Предоставленный отрывок =
▶
Между 1643 и 1648 годами она уплатила около 280 000 ливров и все же ей не удалось исполнить стой обещания, данные кардиналу, и доктора Сорбонны подали на нее в суд. В мае 1646 года она согласилась выплатить еще 250 000 ливров четырьмя частями в течение четырех лет, но в 1650 году она все еще оставалась должна половину этой суммы и была вынуждена прибегнуть к займу.
По мнению Вольтера, Ришелье был обожаем и вместе с тем ненавидим. Оба эти чувства можно отчетливо видеть на всем пространстве его исторической репутации. Ненависть к нему была выказана целым сонмом писателей вскоре после смерти кардинала. Он был излюбленной мишенью потока мемуаров, памфлетов, пасквилей и эпиграмм. О нем распространяли истории всякого рода. С самого начала его обвиняли в том, что он все, включая правосудие, принес в жертву своему ненасытному честолюбию.
Кардинал де Рец считал, что он «в недрах самой законопослушной из монархий создал самую позорную и самую опасную тиранию, которая когда-либо порабощала государство». Ришелье, по словам де Реца, «больше вредил королевским подданным, чем управлял ими». Мишель Ле Вассор, в своей истории Людовика XIV (1712), писал: «Я могу лишь с ужасом взирать на прелата, пожертвовавшего свободой его отечества и миром целой Европы своему честолюбию».
◀
Записи данных =
▶
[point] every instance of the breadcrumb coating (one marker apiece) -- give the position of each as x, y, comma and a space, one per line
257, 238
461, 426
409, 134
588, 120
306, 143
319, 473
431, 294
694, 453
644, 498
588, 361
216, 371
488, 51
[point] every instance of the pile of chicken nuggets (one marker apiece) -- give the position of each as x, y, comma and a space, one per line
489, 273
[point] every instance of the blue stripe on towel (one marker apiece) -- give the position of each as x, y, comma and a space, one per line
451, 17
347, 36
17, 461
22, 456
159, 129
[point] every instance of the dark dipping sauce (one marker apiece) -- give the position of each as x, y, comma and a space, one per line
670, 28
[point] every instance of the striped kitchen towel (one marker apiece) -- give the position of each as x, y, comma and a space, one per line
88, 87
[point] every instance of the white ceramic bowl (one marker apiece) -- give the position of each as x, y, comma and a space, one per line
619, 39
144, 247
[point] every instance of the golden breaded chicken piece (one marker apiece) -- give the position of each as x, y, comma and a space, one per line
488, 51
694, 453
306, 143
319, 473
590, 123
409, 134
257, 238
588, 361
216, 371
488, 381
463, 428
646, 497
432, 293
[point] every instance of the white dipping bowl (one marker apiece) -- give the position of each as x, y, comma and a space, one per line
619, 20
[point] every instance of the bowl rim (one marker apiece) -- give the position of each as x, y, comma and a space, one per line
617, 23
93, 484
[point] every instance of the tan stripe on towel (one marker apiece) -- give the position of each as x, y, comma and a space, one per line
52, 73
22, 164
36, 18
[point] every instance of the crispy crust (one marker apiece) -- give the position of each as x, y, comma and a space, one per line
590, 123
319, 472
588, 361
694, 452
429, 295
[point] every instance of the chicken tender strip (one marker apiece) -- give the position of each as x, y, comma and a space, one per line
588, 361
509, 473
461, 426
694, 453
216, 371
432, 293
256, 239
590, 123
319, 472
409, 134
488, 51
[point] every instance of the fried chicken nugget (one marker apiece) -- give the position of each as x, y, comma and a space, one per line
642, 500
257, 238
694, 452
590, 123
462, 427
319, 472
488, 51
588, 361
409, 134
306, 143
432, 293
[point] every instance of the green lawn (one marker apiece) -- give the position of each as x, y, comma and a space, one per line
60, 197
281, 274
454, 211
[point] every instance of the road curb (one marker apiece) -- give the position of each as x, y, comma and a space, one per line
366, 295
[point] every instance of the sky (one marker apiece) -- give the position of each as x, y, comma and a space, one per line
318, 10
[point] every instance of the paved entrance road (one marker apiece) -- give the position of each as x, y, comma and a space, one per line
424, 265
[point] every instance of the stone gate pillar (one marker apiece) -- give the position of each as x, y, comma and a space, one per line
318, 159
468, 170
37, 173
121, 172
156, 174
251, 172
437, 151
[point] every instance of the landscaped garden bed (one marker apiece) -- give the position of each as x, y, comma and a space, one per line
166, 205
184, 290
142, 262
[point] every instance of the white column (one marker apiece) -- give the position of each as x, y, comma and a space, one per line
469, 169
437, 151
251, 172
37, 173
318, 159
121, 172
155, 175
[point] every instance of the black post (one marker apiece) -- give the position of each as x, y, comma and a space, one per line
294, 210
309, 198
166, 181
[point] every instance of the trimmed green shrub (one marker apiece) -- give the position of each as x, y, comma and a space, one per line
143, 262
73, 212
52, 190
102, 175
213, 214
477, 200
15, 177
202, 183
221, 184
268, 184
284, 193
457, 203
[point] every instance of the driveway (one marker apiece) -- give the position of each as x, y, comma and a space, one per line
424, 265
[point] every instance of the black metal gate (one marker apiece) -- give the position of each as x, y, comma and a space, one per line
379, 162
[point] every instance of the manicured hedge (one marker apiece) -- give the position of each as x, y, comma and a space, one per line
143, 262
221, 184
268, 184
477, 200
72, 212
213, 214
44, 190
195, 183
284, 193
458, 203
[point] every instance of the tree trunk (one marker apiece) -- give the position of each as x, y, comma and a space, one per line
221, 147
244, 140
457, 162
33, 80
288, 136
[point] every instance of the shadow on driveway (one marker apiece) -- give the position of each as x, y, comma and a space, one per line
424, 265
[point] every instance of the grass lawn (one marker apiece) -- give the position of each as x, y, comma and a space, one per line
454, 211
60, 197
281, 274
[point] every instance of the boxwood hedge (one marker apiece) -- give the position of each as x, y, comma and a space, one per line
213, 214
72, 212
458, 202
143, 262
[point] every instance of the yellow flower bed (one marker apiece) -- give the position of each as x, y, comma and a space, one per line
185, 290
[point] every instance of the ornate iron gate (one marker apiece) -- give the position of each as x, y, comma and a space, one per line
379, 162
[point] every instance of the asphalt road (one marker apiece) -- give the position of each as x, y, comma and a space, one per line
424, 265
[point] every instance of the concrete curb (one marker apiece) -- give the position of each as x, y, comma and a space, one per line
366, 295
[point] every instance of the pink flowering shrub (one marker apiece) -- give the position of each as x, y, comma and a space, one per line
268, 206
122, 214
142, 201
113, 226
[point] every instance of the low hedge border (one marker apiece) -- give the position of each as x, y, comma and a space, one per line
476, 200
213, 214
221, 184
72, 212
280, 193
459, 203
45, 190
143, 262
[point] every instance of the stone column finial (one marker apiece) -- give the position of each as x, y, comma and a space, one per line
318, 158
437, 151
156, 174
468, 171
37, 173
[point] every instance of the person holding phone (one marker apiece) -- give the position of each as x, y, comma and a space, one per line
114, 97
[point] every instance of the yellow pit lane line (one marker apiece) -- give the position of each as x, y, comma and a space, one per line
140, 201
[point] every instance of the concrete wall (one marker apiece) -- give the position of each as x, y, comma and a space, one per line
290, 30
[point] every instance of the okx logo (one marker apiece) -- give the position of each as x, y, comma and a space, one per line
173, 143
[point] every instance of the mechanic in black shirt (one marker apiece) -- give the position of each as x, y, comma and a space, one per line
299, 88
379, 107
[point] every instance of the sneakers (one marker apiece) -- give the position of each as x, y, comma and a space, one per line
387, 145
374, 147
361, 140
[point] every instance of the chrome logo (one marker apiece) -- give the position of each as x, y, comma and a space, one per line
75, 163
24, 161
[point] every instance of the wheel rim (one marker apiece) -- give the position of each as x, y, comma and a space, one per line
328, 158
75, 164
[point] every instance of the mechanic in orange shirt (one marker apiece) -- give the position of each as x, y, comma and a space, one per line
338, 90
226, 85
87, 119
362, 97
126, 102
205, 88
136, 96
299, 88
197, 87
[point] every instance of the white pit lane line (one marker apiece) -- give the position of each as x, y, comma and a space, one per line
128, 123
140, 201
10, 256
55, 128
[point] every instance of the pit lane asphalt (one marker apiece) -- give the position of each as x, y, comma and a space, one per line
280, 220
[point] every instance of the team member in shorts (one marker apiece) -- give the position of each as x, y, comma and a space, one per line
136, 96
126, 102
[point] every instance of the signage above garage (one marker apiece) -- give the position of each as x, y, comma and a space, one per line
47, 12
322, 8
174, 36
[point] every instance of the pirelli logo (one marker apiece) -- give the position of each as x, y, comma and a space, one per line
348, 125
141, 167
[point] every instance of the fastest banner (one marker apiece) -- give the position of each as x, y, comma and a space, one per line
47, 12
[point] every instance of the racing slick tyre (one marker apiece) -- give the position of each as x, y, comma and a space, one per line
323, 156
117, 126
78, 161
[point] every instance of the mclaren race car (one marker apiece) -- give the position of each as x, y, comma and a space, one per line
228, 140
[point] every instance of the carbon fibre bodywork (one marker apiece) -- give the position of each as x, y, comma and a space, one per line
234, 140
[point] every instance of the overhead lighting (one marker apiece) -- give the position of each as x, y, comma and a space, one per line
◀
Задания =
[A] Воспроизведите дословно часть отрывка о Ришелье: всё от слов «Между 1643 и» и вплоть до слов «своему ненасытному честолюбию.».
[B] Ответьте на вопросы по отрывку о Ришелье.
(i) Какую сумму было согласовано выплатить в мае 1646 года и в какие сроки?
(ii) Каким, по мнению Вольтера, был Ришелье?
(iii) В каком году вышла история Людовика XIV, написанная Мишелем Ле Вассором?
[C] Перечислите все виды сочинений, в которых, согласно отрывку о Ришелье, выражалась ненависть к кардиналу после его смерти.

Ответы по заданиям =
[A]
Между 1643 и 1648 годами она уплатила около 280 000 ливров и все же ей не удалось исполнить стой обещания, данные кардиналу, и доктора Сорбонны подали на нее в суд. В мае 1646 года она согласилась выплатить еще 250 000 ливров четырьмя частями в течение четырех лет, но в 1650 году она все еще оставалась должна половину этой суммы и была вынуждена прибегнуть к займу.
По мнению Вольтера, Ришелье был обожаем и вместе с тем ненавидим. Оба эти чувства можно отчетливо видеть на всем пространстве его исторической репутации. Ненависть к нему была выказана целым сонмом писателей вскоре после смерти кардинала. Он был излюбленной мишенью потока мемуаров, памфлетов, пасквилей и эпиграмм. О нем распространяли истории всякого рода. С самого начала его обвиняли в том, что он все, включая правосудие, принес в жертву своему ненасытному честолюбию.

[B]
(i) 250 000 ливров четырьмя частями в течение четырех лет.
(ii) Обожаемым и вместе с тем ненавидимым.
(iii) В 1712 году.

[C] Мемуары, памфлеты, пасквили, эпиграммы.